EXCERPTED TEXT:
Why your body is your greatest teacher

Hands up, who is really happy with their body? Really and truly content, with every inch, every wobble, every blemish? I wish I could put my hand up, I really do. I wish I was able to fully and truly radiate in my physical body and love and cherish it for all it brings me.

But I can't, not fully. As much as I have learnt - and am learning - to respect and honour my body, its cycles and changes, its ability to move and sweat and rest and relax, I am still a child of this culture which tells me that there is something not quite good enough.

Perhaps its the belly, and the rounded flesh there, or maybe it's the wide shoulders which don't seem feminine enough, or maybe it's the fine hair which is a long way away from being a lustrous mane. If I wanted to I could find fault with nearly every part of my body, because I spent pretty much all of my teenage years and beyond doing just that. 

I don't say this to get compliments or reassurance. In my heart I know my body serves me, that the soft round belly is a sign of my femininity, that my broad shoulders have helped me carry the grief and loss I received as a child when my main care-givers, my grandparents, passed away and I was left living alone, aged 16. I know my fine black hair has been given to me by the ancestors in my family, and that the grey which is beginning to shoot through is a sign of wisdom.

I am learning, each day, to love and respect my body, for it is my body that teaches me most. If I listen to my body the way I absorb my favourite books then I am gifted with so much; the knowledge of when to rest, of when to sweat, of which yoga postures help me to embody strength and adaptability. 

And when I wobble, when I feel like I'm failing because my body isn't Instagram perfect, I remember that all those beliefs about what it is to be beautiful have been sold to me by a patriarchal capitalist beast that thrives on my inability to feel good about myself. And when I invite in feelings of love and bliss and contentment, I get the opportunity to re-learn that all I need is already inside of me, inside of this body, this weight and height and size, just as it is.

How do you feel about your body? As a messenger from God? Or something to be despised, reviled and changed to something more sexy, feminine, more 'normal'?

That we live in a time when we cannot find bliss in our being in so sad to me. That I have spent so longer trying to beat my body into something my soul cannot survive in is deeply sad, because I know so many other men and women have done the same.

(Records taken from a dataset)
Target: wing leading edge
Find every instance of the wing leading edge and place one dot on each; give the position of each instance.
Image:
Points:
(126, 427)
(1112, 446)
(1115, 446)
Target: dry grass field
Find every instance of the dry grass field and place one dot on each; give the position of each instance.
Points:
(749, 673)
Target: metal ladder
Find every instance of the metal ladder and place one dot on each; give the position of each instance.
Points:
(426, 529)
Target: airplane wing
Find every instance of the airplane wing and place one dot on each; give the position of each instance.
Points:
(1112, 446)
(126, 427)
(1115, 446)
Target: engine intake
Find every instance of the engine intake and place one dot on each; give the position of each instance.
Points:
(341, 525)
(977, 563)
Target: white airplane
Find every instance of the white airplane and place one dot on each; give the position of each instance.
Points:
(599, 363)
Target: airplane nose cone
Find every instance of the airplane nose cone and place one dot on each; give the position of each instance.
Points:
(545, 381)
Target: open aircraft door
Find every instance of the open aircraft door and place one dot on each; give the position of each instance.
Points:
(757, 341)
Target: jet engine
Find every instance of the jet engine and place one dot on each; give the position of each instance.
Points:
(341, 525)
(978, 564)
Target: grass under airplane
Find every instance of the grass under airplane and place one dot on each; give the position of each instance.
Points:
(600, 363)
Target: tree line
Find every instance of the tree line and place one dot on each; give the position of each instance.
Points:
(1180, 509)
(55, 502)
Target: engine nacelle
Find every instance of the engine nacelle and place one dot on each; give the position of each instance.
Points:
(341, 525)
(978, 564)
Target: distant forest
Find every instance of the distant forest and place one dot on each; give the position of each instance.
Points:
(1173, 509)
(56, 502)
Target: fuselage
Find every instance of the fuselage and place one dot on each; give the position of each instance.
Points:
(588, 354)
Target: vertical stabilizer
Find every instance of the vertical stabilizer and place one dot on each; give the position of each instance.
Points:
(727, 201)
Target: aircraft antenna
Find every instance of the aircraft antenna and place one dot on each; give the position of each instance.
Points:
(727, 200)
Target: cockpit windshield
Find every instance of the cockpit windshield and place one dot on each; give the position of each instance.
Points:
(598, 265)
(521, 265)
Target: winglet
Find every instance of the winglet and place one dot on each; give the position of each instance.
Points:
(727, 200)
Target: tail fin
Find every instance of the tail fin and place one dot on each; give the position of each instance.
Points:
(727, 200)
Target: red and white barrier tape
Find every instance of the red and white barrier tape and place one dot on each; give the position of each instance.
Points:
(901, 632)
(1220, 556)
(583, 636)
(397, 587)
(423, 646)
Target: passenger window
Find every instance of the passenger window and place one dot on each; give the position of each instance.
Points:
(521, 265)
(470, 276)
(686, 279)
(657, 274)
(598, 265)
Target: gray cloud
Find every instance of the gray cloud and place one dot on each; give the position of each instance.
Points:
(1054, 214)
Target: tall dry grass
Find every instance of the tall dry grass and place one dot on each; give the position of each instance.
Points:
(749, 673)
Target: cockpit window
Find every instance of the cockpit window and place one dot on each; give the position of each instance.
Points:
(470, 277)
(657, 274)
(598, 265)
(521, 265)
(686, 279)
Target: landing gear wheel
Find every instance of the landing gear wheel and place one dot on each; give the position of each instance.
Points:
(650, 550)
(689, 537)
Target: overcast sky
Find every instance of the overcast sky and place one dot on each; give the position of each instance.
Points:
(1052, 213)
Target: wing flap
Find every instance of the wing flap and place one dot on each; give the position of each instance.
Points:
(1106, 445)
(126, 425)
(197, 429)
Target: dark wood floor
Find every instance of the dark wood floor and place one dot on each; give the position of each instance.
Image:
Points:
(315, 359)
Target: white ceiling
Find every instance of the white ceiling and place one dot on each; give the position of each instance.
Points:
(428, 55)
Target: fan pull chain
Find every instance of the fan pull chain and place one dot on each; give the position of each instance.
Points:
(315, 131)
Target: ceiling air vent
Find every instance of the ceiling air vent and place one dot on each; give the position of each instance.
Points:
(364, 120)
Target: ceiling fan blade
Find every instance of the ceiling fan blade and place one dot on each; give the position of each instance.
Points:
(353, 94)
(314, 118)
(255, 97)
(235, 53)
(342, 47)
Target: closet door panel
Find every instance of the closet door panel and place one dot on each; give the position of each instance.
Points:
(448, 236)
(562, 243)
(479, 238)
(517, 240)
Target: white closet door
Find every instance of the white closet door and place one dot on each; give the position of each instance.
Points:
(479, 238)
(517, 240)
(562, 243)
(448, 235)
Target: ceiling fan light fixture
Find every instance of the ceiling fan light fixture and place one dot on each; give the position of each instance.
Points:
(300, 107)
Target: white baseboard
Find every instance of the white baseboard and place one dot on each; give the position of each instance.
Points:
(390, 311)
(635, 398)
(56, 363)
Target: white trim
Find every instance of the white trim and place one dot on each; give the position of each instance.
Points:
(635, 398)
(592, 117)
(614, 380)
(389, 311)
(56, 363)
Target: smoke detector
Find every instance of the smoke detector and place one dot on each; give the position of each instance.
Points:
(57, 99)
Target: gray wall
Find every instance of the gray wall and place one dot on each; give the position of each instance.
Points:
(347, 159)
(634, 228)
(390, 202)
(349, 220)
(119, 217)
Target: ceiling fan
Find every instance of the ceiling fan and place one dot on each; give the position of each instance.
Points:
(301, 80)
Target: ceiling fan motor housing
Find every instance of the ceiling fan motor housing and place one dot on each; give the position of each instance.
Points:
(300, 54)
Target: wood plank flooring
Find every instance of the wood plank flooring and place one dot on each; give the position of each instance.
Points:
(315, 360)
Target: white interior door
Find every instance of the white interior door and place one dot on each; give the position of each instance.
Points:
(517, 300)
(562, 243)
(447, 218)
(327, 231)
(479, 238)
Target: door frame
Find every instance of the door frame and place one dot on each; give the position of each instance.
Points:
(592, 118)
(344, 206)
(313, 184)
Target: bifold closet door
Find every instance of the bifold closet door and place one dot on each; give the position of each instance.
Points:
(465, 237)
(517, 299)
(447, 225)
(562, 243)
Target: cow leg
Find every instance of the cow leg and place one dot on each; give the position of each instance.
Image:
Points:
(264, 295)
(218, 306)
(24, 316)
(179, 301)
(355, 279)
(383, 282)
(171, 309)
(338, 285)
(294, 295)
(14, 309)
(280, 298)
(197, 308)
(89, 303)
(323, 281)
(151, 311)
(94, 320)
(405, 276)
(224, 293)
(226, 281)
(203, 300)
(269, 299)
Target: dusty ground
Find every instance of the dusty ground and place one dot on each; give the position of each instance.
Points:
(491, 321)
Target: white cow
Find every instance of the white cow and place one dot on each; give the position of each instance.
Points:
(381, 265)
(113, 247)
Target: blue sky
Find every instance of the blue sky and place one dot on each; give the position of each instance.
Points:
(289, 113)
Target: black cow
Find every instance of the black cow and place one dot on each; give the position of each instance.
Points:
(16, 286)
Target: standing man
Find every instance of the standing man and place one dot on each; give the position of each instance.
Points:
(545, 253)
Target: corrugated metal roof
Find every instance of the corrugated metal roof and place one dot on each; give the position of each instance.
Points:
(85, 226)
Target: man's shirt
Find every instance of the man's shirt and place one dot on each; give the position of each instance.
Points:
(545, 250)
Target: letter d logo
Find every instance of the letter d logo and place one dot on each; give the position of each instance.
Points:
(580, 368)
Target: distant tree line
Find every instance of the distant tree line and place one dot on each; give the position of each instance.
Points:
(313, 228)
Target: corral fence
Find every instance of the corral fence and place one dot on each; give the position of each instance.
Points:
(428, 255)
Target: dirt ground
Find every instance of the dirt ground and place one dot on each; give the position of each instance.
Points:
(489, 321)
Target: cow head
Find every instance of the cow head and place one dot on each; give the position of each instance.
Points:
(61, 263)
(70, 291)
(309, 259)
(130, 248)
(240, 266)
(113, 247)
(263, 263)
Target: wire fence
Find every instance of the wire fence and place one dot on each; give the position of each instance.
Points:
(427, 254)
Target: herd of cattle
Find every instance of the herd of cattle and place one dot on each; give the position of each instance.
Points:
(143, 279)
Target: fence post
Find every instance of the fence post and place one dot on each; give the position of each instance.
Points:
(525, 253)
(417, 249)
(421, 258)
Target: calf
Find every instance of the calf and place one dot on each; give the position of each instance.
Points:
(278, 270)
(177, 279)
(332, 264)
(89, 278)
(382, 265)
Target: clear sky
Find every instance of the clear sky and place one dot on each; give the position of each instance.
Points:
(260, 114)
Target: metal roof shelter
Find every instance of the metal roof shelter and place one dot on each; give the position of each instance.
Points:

EXERCISE PROMPT:
In the essay on the body as a teacher, list the bodily features the writer names as possible targets of fault-finding in the paragraph beginning "Perhaps its the belly". The records were gathered from a separate source and are unrelated to the essay.

COMPLETED EXERCISE:
- The belly and its rounded flesh
- The wide shoulders
- The fine hair